— START —
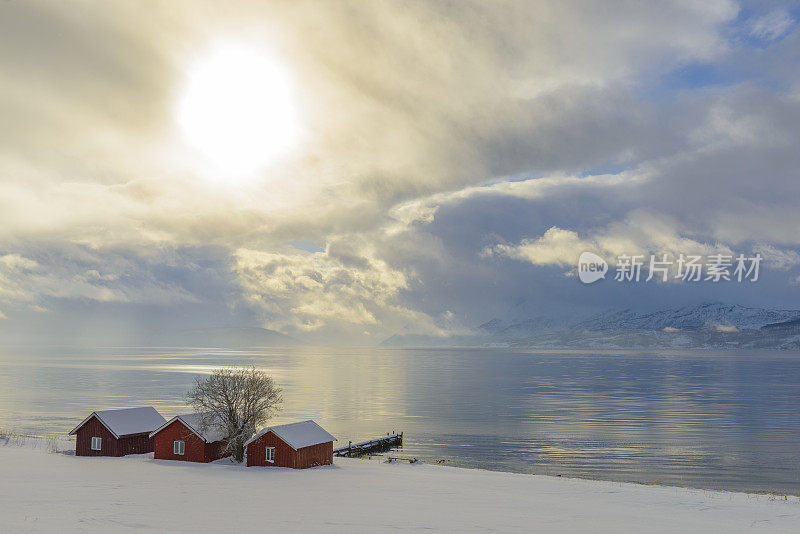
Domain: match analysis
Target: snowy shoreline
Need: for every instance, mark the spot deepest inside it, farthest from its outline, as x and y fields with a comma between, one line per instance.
x=43, y=491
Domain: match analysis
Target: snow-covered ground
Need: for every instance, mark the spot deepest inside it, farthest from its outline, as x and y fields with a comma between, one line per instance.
x=41, y=491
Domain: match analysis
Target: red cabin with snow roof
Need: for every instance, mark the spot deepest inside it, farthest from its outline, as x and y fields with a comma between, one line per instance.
x=296, y=445
x=117, y=432
x=183, y=438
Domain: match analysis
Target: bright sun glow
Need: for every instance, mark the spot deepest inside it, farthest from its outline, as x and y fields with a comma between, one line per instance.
x=237, y=110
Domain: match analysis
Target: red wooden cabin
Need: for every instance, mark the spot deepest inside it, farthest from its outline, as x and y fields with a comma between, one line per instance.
x=183, y=438
x=117, y=432
x=297, y=445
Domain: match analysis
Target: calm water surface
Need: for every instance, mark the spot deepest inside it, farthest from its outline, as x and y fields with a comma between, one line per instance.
x=714, y=420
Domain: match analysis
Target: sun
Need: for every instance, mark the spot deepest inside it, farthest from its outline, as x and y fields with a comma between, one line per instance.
x=237, y=110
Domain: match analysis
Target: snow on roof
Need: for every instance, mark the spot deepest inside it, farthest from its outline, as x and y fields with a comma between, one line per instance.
x=298, y=435
x=127, y=421
x=194, y=422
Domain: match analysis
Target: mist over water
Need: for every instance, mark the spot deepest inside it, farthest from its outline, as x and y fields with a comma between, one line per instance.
x=728, y=420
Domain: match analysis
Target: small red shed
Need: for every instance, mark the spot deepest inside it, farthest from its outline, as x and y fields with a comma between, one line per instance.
x=117, y=432
x=297, y=445
x=183, y=438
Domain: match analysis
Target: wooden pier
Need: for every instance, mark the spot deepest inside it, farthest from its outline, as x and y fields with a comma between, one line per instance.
x=383, y=443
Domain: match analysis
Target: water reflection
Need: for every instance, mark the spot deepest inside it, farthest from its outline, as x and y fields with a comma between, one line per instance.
x=727, y=420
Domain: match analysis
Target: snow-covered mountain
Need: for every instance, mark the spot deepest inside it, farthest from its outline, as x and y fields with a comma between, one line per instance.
x=713, y=315
x=707, y=325
x=524, y=318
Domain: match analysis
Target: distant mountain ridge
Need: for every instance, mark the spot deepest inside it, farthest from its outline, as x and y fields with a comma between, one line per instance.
x=705, y=325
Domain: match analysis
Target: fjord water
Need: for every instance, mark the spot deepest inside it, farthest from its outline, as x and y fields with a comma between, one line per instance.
x=727, y=420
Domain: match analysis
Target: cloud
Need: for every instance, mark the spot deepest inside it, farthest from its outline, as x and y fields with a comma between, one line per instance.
x=642, y=233
x=772, y=25
x=532, y=130
x=343, y=293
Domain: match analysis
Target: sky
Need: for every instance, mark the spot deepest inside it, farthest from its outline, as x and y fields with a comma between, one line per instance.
x=344, y=171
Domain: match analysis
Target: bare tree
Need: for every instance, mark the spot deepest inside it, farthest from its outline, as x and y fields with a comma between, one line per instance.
x=235, y=401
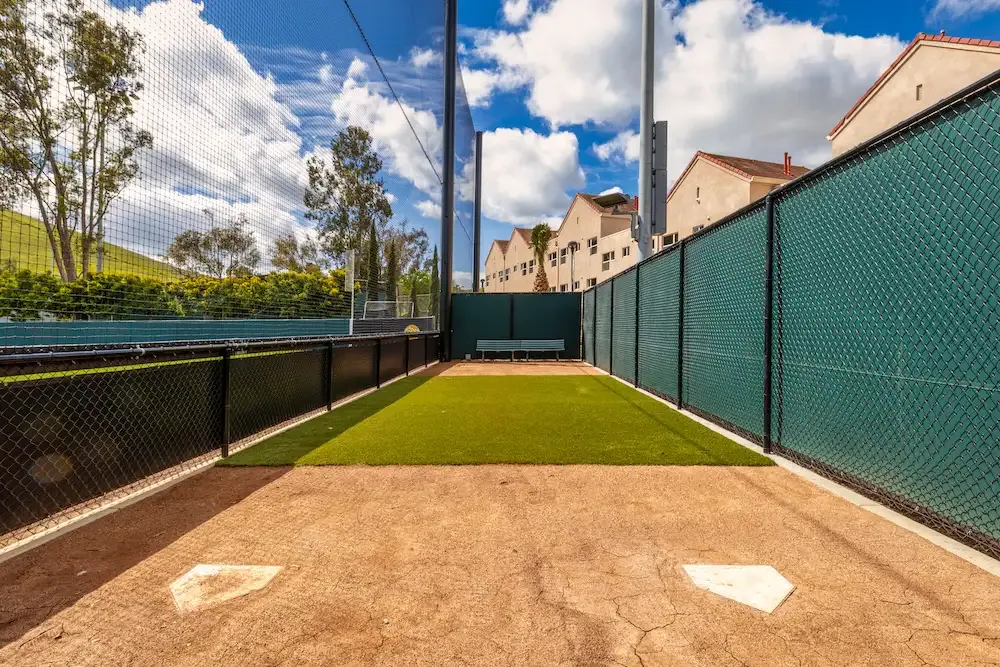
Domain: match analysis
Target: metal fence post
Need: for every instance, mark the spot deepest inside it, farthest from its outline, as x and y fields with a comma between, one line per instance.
x=768, y=302
x=611, y=333
x=329, y=375
x=227, y=355
x=635, y=381
x=680, y=327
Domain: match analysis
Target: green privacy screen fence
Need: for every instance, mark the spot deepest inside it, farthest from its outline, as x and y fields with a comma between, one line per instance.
x=548, y=316
x=851, y=321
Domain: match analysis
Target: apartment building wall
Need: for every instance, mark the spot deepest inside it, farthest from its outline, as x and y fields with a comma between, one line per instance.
x=938, y=68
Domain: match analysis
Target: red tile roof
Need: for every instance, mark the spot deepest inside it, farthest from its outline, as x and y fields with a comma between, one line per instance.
x=921, y=37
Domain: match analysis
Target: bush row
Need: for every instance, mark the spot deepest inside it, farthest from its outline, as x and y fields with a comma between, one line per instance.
x=25, y=295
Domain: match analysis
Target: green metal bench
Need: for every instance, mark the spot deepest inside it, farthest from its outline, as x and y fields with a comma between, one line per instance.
x=526, y=346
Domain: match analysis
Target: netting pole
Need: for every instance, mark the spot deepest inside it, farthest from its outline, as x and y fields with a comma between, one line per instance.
x=680, y=328
x=611, y=332
x=768, y=299
x=635, y=378
x=227, y=355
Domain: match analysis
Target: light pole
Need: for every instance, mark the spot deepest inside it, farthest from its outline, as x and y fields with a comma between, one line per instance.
x=573, y=246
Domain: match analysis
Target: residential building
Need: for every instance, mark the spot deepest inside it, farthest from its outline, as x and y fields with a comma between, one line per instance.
x=600, y=226
x=931, y=68
x=713, y=186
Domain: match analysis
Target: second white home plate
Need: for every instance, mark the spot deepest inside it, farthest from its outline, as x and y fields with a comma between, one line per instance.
x=758, y=586
x=208, y=585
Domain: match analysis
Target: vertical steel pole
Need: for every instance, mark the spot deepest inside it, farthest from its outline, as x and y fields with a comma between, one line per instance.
x=680, y=328
x=646, y=130
x=477, y=233
x=448, y=177
x=635, y=380
x=768, y=302
x=227, y=355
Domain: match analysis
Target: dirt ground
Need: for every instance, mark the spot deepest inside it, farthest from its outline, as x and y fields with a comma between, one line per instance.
x=496, y=565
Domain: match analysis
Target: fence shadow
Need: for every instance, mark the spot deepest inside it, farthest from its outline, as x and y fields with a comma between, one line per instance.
x=40, y=583
x=287, y=448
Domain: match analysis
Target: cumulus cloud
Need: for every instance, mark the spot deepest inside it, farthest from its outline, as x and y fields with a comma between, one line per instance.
x=962, y=9
x=527, y=175
x=731, y=76
x=516, y=12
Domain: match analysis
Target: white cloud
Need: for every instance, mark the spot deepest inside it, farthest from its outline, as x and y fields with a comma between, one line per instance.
x=624, y=147
x=421, y=58
x=731, y=77
x=516, y=12
x=962, y=8
x=429, y=209
x=526, y=175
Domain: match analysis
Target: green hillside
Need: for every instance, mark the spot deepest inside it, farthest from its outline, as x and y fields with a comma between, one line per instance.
x=24, y=245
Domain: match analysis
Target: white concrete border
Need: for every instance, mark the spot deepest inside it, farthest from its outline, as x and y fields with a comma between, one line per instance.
x=950, y=545
x=89, y=516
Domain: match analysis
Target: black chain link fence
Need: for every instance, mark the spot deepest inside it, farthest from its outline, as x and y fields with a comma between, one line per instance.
x=851, y=322
x=79, y=429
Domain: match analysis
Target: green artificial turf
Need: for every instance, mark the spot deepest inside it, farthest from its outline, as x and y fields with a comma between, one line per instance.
x=512, y=419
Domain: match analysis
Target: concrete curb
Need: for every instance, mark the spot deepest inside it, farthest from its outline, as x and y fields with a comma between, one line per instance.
x=950, y=545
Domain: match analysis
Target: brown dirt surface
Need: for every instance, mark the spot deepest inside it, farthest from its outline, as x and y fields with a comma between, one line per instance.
x=471, y=368
x=496, y=565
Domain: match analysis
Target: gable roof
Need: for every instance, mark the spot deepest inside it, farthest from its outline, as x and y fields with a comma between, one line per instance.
x=743, y=167
x=919, y=39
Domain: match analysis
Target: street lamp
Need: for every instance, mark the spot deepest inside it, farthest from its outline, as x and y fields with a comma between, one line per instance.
x=573, y=246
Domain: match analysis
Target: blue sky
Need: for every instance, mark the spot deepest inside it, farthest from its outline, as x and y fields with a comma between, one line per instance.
x=239, y=95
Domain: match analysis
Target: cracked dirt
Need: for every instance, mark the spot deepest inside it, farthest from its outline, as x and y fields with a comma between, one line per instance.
x=496, y=565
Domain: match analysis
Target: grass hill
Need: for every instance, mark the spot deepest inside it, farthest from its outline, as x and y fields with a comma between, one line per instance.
x=24, y=245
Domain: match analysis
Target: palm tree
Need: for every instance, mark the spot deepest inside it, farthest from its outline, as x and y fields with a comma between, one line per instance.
x=540, y=236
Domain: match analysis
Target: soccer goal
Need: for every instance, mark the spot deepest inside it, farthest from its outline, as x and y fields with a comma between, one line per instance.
x=383, y=309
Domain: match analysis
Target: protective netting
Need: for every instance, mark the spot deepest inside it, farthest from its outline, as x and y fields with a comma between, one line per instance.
x=659, y=300
x=219, y=163
x=623, y=334
x=79, y=430
x=886, y=319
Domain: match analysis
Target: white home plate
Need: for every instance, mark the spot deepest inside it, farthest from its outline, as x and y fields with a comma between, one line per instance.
x=205, y=586
x=758, y=586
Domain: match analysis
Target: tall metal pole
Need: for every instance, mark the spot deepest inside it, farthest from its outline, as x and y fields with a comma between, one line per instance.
x=476, y=234
x=646, y=131
x=448, y=186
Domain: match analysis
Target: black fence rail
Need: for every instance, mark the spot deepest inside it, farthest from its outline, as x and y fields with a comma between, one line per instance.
x=80, y=428
x=849, y=321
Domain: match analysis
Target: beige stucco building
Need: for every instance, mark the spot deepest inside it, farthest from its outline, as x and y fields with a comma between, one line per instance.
x=928, y=70
x=604, y=242
x=713, y=186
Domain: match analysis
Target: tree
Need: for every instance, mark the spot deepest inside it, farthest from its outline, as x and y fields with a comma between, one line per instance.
x=435, y=286
x=391, y=269
x=348, y=200
x=541, y=234
x=227, y=251
x=289, y=254
x=68, y=84
x=372, y=265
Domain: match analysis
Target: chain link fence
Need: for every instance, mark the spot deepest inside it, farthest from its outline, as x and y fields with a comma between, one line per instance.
x=861, y=303
x=81, y=429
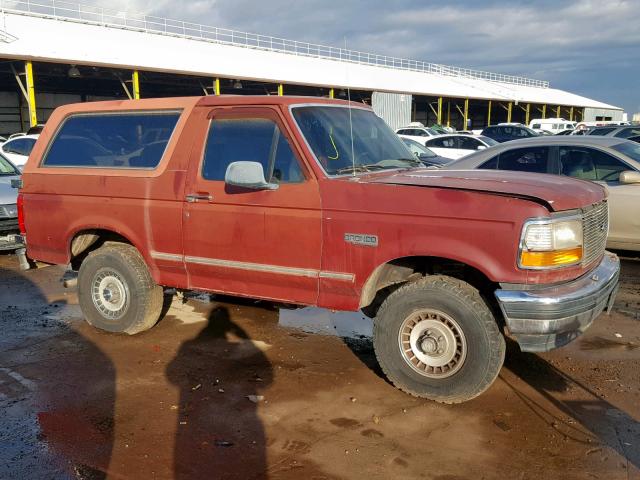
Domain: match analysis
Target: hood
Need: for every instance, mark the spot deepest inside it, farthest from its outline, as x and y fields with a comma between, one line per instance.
x=559, y=193
x=8, y=194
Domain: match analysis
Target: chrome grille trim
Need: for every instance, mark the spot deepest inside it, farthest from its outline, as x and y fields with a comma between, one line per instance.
x=595, y=228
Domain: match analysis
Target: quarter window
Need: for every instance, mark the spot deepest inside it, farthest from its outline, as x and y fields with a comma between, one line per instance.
x=112, y=140
x=21, y=146
x=250, y=140
x=590, y=164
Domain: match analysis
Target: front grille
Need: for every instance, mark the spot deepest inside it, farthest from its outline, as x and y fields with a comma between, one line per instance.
x=595, y=227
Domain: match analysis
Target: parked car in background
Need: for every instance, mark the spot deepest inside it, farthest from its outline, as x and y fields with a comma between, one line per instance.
x=456, y=146
x=618, y=132
x=419, y=134
x=8, y=203
x=505, y=133
x=609, y=161
x=551, y=125
x=17, y=149
x=424, y=154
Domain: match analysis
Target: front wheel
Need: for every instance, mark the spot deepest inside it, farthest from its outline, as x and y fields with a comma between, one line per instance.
x=437, y=339
x=116, y=291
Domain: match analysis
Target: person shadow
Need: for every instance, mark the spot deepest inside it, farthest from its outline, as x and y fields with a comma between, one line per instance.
x=602, y=422
x=220, y=374
x=57, y=387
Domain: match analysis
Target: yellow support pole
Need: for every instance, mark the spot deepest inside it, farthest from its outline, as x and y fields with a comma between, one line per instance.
x=136, y=85
x=466, y=113
x=31, y=94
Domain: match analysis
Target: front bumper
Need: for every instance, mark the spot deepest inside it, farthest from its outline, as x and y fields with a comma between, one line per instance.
x=11, y=242
x=550, y=317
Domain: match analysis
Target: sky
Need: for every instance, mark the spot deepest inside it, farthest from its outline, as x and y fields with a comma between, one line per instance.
x=590, y=48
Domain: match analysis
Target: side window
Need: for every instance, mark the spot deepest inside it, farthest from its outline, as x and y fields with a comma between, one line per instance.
x=437, y=143
x=251, y=140
x=468, y=143
x=590, y=164
x=18, y=147
x=112, y=140
x=532, y=159
x=490, y=164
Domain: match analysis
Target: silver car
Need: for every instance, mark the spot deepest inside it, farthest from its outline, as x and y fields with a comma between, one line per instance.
x=8, y=203
x=610, y=161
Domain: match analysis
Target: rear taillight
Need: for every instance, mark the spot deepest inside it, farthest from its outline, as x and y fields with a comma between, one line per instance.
x=20, y=202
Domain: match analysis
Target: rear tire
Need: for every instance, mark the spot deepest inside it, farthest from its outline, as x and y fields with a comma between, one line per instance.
x=116, y=291
x=437, y=339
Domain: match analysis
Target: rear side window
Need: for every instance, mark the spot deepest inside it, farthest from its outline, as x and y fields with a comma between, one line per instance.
x=112, y=140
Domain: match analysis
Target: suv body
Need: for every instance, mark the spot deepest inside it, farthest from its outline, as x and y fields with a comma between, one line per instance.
x=273, y=198
x=504, y=133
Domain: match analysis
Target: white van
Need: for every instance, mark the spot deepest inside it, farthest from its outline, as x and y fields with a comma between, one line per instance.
x=551, y=125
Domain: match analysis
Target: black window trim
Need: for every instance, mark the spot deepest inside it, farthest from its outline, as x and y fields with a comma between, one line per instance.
x=178, y=111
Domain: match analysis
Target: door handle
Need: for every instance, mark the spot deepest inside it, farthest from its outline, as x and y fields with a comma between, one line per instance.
x=196, y=197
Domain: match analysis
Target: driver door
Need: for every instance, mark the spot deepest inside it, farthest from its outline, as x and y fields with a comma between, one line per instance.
x=241, y=241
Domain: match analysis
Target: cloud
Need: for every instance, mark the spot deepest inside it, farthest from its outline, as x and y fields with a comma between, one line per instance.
x=589, y=47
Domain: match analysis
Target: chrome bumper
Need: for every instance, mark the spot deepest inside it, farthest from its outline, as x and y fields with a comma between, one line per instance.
x=550, y=317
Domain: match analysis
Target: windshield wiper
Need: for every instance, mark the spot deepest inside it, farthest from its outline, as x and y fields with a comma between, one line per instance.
x=359, y=168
— END —
» Task details
Please report every line of the material above that contains the string "cloud", copying each line in full.

» Result below
Target: cloud
Target: cumulus cloud
Target: white cloud
Target: cloud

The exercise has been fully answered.